WHAT NEEDS TO BE DONE
Copies of all lines containing the string "gets" are needed from the data below.

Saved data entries

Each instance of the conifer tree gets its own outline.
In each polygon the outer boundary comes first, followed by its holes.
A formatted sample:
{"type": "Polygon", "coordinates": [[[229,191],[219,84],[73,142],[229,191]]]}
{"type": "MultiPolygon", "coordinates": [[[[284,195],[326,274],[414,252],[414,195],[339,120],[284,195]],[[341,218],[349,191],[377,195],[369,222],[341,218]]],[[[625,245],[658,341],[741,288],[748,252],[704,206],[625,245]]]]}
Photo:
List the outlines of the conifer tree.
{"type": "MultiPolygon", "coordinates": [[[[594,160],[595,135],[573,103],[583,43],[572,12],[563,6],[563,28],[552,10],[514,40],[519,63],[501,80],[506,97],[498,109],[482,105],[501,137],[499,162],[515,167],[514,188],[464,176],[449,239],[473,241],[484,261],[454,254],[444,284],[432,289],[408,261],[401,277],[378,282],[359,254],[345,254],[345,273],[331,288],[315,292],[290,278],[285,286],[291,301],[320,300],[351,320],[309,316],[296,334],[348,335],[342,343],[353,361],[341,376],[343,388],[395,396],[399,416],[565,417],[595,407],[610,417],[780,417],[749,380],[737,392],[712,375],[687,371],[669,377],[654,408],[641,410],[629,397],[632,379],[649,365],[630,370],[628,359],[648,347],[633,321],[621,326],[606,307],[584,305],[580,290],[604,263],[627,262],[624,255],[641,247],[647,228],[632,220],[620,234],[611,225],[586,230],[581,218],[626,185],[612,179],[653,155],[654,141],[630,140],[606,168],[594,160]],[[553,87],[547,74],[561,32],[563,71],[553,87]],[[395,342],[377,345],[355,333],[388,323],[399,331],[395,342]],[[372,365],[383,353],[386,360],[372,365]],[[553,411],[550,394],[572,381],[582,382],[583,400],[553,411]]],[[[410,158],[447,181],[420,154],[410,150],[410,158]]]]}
==
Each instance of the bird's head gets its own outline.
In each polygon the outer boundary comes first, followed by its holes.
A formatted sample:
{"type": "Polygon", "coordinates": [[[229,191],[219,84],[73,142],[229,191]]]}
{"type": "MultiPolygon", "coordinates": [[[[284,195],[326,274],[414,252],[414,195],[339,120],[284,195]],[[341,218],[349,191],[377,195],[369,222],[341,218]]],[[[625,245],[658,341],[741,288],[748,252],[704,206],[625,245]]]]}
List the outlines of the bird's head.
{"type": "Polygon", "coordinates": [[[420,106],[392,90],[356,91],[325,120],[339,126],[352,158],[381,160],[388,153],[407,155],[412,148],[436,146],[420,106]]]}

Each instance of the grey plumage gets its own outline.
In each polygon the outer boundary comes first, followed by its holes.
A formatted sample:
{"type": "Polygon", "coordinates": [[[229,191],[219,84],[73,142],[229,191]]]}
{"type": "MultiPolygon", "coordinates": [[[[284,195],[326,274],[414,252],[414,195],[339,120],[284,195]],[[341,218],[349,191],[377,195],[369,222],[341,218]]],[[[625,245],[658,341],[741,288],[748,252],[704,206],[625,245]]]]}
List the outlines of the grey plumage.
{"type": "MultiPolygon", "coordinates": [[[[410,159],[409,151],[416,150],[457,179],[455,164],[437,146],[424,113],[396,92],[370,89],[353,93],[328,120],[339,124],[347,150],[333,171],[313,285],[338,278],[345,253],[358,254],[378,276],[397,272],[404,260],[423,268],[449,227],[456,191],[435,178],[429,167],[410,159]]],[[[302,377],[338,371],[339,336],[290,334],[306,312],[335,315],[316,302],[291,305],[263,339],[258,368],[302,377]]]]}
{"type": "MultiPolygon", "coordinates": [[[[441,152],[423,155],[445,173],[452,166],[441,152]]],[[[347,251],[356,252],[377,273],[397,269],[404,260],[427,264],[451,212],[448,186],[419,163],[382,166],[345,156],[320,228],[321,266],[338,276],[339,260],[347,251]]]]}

YOUR RESPONSE
Each instance of the conifer tree gets its own outline.
Each instance of the bird's head gets its own outline.
Each instance of the grey plumage gets its own outline.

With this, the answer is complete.